§ WHAT THE EXERCISE ASKS
What the task requires is each entry, restated exactly.
════════════════
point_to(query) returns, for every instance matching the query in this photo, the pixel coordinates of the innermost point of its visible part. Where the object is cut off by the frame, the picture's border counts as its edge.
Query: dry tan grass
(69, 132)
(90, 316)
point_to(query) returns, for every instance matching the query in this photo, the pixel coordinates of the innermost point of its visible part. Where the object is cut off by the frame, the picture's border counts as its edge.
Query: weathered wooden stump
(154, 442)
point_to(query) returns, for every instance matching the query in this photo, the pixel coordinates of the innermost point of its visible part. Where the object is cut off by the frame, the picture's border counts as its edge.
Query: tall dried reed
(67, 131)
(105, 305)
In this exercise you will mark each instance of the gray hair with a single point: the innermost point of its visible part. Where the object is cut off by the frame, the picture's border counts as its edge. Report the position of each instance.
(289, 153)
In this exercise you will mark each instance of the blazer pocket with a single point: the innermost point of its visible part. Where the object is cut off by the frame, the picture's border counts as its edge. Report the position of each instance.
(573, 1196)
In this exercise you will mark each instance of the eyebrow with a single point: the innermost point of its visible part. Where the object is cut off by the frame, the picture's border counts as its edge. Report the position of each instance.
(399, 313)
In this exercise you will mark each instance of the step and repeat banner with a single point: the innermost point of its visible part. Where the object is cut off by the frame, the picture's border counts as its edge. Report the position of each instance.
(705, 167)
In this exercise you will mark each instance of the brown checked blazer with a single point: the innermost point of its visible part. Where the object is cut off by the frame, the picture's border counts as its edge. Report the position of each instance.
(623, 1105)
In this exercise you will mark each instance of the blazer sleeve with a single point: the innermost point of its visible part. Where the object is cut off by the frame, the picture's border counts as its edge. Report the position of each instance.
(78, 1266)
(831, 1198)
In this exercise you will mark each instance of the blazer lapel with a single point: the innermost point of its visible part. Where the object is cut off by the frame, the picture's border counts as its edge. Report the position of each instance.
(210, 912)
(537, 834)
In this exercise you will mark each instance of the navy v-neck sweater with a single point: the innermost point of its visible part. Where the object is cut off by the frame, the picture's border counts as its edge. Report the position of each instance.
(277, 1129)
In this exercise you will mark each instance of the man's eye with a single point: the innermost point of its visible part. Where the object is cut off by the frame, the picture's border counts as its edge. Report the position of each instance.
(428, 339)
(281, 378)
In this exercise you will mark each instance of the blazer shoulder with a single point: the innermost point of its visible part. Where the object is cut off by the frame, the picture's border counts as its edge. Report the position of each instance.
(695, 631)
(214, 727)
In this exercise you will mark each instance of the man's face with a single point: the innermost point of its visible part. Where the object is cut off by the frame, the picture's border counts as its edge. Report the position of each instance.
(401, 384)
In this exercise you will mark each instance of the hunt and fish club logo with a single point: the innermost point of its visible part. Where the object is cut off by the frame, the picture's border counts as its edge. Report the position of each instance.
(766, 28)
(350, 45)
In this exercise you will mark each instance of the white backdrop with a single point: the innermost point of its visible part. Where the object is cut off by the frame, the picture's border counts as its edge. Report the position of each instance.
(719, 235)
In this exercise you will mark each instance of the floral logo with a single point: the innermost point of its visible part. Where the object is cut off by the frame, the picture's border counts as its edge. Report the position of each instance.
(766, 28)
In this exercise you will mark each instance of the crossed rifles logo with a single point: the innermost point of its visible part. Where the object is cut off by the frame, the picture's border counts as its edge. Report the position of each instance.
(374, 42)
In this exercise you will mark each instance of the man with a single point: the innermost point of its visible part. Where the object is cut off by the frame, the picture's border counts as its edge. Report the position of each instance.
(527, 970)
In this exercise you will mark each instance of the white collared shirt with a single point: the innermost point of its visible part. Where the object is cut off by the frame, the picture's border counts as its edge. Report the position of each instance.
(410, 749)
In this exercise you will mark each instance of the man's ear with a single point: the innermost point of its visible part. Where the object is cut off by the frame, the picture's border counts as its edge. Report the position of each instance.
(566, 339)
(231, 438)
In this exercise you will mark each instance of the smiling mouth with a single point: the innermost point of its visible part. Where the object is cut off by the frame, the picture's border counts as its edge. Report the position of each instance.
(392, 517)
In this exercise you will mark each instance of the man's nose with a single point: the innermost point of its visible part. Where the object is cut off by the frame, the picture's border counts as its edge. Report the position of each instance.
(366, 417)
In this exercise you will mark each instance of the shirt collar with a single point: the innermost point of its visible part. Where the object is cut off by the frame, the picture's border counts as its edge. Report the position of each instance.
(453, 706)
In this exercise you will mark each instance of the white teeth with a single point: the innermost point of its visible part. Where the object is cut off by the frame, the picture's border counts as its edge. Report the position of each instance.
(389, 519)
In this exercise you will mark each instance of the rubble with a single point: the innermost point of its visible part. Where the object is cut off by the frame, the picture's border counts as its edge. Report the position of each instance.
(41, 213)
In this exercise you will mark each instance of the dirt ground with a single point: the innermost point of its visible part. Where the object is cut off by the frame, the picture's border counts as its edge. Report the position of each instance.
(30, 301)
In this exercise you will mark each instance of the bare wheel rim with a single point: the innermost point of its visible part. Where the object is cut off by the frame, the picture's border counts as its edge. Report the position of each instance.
════════════════
§ RESPONSE TO THIS EXERCISE
point_to(query) returns, for every instance matching the query in this photo, the pixel coordinates of the innermost point of its visible part. Where the object is cut off by the frame, the picture's border counts as its edge.
Query: dry tan grass
(69, 132)
(90, 316)
point_to(query) returns, for every instance matching the query in this photo, the pixel coordinates of the innermost point of its visible part. Where the object is cut off by the frame, the picture's border counts as its edge.
Query: weathered wooden stump
(154, 442)
point_to(query) returns, for every instance matching the query in this photo, the pixel coordinates of the innermost point of its visible part. Where the object is cut off by the frame, the picture's border counts as its edge.
Query: tall dried reed
(67, 131)
(105, 305)
In this exercise you will mark each instance of the gray hair with a single point: the innermost point of its visible part. Where the object is cut off by the frame, the picture's border counts as its edge. Report the position of each instance.
(289, 153)
In this exercise you will mark each instance of the blazer pocket with a single point: the innermost point of its visible part. Where the object is cut off by the frame, the picture's border counts as its edge. Report the position of each instance.
(573, 1196)
In this exercise you will mark each instance of the eyebrow with a single point: the innermost point of its visible part. Where the object is cut off by the frame, the picture's border counts as its edge. Report the position of each instance.
(399, 313)
In this exercise you will mark each instance of the step and repeat banner with a single point: the innermost point of its visible part. Where the object is cut off by the frame, the picture's border counts as its edge. Report the position of each instance.
(705, 167)
In this exercise you will mark each instance of the brown checked blazer with a single point: the innermost point of its visible part. Where the object is cut off by the frame, the picture's border counts as its edge. Report the position of each instance.
(623, 1105)
In this exercise you will mark each instance of the blazer sleeve with a single point: the innermost point of its visible part. Where the object is cut off by the frame, the picture's border counts as its edge. Report the position of each instance.
(78, 1266)
(831, 1198)
In this exercise you will mark each instance of the blazer lapel with a single point: the innermost point of its visible part. Where the object is cut off by the frame, the picture's border counts as its edge. Report the position of each instance.
(210, 912)
(537, 834)
In this exercise you will mark each instance of the navy v-neck sweater with a single point: the innermost point of its visible part. Where the object is cut off by the frame, the picture's border counts as its edge. Report the position of each instance.
(277, 1129)
In this exercise you will mark each instance of the man's eye with a single point: the innermost point of its visible part. Where the object is cut off by the frame, the picture's border counts as its edge. Report the position of each instance.
(428, 339)
(281, 378)
In this exercise you will mark each instance of the blazer shoulder with a single point: the innermost point of its visible part. Where the object is cut off by the frame, the picture's border counts as its edge. Report the position of each instance.
(695, 631)
(214, 727)
In this exercise you will mark each instance of the man's face with a single point: the innermost point of its visible part. Where the object is cut off by the frame, the picture's border counts as its edge. Report the position of each instance.
(401, 384)
In this exercise you will mark each instance of the hunt and fish club logo with a single point: the innermost point of its visible part. Where the object is cut off by the frame, the picture's border counts as its edge. Report the position of each instance.
(766, 28)
(350, 45)
In this exercise you will mark each instance of the white backdrop with a single point: the innermost point of its visible part. Where the object is cut off by the frame, the picture's border counts as its edge. Report the position of each instance.
(719, 235)
In this exercise you will mark each instance of the floral logo with a single point: the innermost point of its visible part. Where the object is cut off by the frame, the picture's border counts as its edge. Report the position of each instance.
(766, 28)
In this exercise you will mark each instance of the crossed rifles logo with a single point: the innermost point of its visible part. Where the object is cut off by the frame, the picture's border counts as its edge. Report the position of each instance.
(374, 42)
In this exercise you will mark each instance of the man with a single point: the innermost point of its visible part. Where the object is cut off by the frame, the picture's border counts as its edge. Report the position of each instance.
(527, 970)
In this exercise you will mark each instance of the white collared shirt with a single point: the innermost point of its visible part. Where the object is cut off by the frame, the picture's border counts as its edge. Report the position of each instance.
(410, 749)
In this exercise you will mark each instance of the man's ear with a single point: the innermost point of its visible part. Where the object is cut off by the frame, the picture's border counts as its edge. Report the position of each instance.
(566, 339)
(231, 438)
In this exercise you will mark each instance of the smiling mouth with a single point: the innermost point of its visible part. Where the object is cut off by the frame, the picture's border counts as its edge. Report the position of each instance.
(392, 517)
In this exercise you will mark each instance of the man's nose with a single point: the innermost point of its visible part. Where the object is cut off by the frame, the picture's border counts as its edge. Report the position of each instance.
(366, 417)
In this exercise you will mark each instance of the shirt collar with a single point: the innermost point of its visible part. Where the object is cut off by the frame, the picture's border counts as its edge. Report the position of each instance.
(453, 706)
In this exercise you will mark each instance of the white teeth with a single point: the innermost point of its visible part. Where the object is cut off by the frame, the picture's border counts as its edge. Report the position of each instance.
(389, 519)
In this exercise you will mark each instance of the rubble with a single point: the innermost point of its visible part. Where the object is cut off by the frame, the picture's border counts as its edge. Report the position of each instance.
(41, 213)
In this exercise you will mark each instance of the dirt ground with a single point: the innermost point of its visible part. Where the object is cut off by the frame, the picture's border counts as its edge. Report the position of each instance.
(30, 301)
In this exercise you will mark each instance of the bare wheel rim with a single point: the innermost point of its visible part. Where the object is cut off by the frame, the picture's border counts as its edge. Report the position of each instance.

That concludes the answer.